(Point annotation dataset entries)
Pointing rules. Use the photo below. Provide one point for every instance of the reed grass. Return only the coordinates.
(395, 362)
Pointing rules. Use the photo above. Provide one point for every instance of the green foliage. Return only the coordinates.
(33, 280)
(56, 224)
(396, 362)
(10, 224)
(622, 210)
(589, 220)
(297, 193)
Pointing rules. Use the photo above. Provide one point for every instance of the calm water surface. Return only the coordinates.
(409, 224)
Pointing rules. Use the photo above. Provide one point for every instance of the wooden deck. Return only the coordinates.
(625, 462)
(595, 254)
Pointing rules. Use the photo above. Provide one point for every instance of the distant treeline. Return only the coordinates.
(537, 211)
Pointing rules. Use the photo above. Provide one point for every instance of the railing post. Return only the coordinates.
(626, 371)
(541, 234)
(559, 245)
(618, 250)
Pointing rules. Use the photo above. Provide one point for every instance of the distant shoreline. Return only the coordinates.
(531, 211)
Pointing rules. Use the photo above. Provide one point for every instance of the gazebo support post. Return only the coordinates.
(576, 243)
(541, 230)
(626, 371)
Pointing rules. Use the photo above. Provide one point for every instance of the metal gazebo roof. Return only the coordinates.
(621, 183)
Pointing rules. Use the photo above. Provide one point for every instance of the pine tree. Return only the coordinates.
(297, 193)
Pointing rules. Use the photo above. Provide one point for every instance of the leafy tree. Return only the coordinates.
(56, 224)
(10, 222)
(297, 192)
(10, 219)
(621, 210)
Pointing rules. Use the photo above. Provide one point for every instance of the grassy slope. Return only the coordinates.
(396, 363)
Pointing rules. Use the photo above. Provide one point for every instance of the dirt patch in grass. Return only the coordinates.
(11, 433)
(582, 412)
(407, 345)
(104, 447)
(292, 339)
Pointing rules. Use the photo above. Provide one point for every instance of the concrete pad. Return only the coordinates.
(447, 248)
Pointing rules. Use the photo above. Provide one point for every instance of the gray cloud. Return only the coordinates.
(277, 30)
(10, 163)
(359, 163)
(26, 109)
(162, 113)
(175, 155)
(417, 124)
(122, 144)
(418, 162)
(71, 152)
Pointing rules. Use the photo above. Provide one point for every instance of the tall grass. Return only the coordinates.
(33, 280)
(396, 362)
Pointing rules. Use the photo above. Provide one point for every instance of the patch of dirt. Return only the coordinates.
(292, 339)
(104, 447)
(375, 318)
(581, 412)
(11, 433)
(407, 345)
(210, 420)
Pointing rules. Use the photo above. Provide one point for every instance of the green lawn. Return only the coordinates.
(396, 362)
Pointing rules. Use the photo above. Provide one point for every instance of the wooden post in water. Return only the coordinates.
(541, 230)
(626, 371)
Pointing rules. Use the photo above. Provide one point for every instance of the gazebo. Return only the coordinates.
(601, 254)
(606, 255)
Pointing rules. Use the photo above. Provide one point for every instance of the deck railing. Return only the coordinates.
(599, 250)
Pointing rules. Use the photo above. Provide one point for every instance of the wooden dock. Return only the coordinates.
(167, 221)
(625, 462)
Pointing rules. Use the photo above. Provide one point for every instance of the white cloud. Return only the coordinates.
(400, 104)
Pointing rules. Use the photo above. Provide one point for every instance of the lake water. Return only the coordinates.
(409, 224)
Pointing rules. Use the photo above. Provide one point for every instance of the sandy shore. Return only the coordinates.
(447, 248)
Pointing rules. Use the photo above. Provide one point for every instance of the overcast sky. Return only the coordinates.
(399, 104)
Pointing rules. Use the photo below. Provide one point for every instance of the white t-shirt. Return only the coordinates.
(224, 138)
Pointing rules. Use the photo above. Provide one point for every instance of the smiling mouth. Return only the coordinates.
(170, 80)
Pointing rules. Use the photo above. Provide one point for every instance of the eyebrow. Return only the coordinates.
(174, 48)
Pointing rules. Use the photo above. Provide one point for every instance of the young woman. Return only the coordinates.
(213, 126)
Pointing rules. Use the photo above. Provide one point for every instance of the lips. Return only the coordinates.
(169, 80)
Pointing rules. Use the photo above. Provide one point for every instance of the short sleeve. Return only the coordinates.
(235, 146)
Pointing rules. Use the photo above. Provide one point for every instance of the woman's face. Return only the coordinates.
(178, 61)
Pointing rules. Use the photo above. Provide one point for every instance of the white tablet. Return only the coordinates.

• What you need to do: Transcribe every entry above verbatim, line for line, in the original order.

• Finished task:
Pointing rules. Use the photo below. Provide one point for every instance of the reed grass. Return only the coordinates.
(395, 362)
Pointing rules. Use the photo above. Provide one point for every instance of the green foliage. Return only the coordinates.
(33, 280)
(56, 224)
(396, 362)
(10, 224)
(622, 210)
(589, 220)
(297, 193)
Pointing rules. Use the photo above. Provide one point for every instance of the calm water surface. Return only the coordinates.
(409, 224)
Pointing rules. Use the photo above. Provide one point for every instance of the wooden deck. Return only the coordinates.
(625, 462)
(595, 254)
Pointing rules. Use the photo above. Provide one point for every instance of the distant treeline. Return only the coordinates.
(537, 211)
Pointing rules. Use the photo above. Provide one point for every instance of the railing post. Return only the coordinates.
(626, 371)
(541, 234)
(559, 245)
(618, 250)
Pointing rules. Use the photo above. Provide one point for every instance of the distant shoreline. Return only the coordinates.
(531, 211)
Pointing rules. Use the photo above. Provide one point for every instance of the gazebo support post. Return only the coordinates.
(576, 243)
(541, 230)
(626, 371)
Pointing rules. Use the photo above. Provide one point for every instance of the metal gazebo roof. Return only the coordinates.
(621, 183)
Pointing rules. Use the photo above. Provide one point for every instance of the pine tree. Return only the coordinates.
(297, 193)
Pointing rules. Use the photo above. Provide one point for every instance of the leafy tree. Return only the coordinates.
(56, 224)
(10, 222)
(297, 192)
(10, 219)
(621, 210)
Pointing rules. Use the photo above. Provide one point for every instance of the grassy slope. Return only the coordinates.
(396, 363)
Pointing rules. Use the photo above. Provide one point for every instance of the dirt patch in grass. Return only the coordinates.
(11, 433)
(582, 412)
(407, 345)
(104, 447)
(292, 339)
Pointing rules. Use the photo above. Provide one point for every instance of the concrete pad. Return only the coordinates.
(447, 248)
Pointing rules. Use the photo above. Provide one point for every instance of the gray cloud. Return only the coordinates.
(277, 30)
(10, 163)
(359, 163)
(26, 109)
(162, 113)
(175, 155)
(417, 124)
(122, 144)
(418, 162)
(71, 152)
Pointing rules. Use the photo above. Provide one point for every instance of the tall grass. Return only the coordinates.
(33, 280)
(396, 362)
Pointing rules. Use the photo above. Provide one point for every instance of the patch of dirt. Return only the coordinates.
(292, 339)
(104, 447)
(375, 318)
(581, 412)
(11, 433)
(407, 345)
(210, 420)
Pointing rules. Use the photo above. Provide one point for every instance of the green lawn. Return only the coordinates.
(396, 362)
Pointing rules. Use the photo above. Provide one point for every instance of the wooden post in water. Return only the coordinates.
(541, 230)
(626, 371)
Pointing rules. Use the photo above. Provide one point for every instance of the gazebo. Return only the coordinates.
(601, 254)
(606, 255)
Pointing rules. Use the photo above. Provide one point for every instance of the deck railing. Return only the coordinates.
(599, 250)
Pointing rules. Use the photo above. Provide one point for every instance of the wooden dock. Return only the coordinates.
(167, 221)
(625, 462)
Pointing rules. Use the photo above. Provide one point for every instance of the white cloud. Return only the coordinates.
(400, 104)
Pointing rules. Use the photo above. Provide one point for every instance of the lake water. Return only the coordinates.
(409, 224)
Pointing rules. Use the photo above. Provide one point for every instance of the sandy shore. Return only the coordinates.
(447, 248)
Pointing rules. Use the photo above. Provide one point for every instance of the overcast sky. Return only the coordinates.
(399, 104)
Pointing rules. Use the photo below. Provide one point for every instance of the white t-shirt. Return only the coordinates.
(224, 138)
Pointing rules. Use the photo above. Provide one point for every instance of the smiling mouth. Return only the coordinates.
(170, 80)
Pointing rules. Use the photo above. Provide one point for every instance of the eyebrow. Return only the coordinates.
(174, 48)
Pointing rules. Use the photo above. Provide one point for every instance of the young woman. Return only the coordinates.
(213, 126)
Pointing rules. Use the photo above. Provide one point for every instance of the lips. Return only the coordinates.
(169, 80)
Pointing rules. Use the photo above. Provide one point for every instance of the short sleeve. Return only the coordinates.
(235, 146)
Pointing rules. Use the photo above. Provide one point for every instance of the woman's face. Return only the coordinates.
(178, 61)
Pointing rules. Use the photo above. Provide one point for every instance of the white tablet. Return only the coordinates.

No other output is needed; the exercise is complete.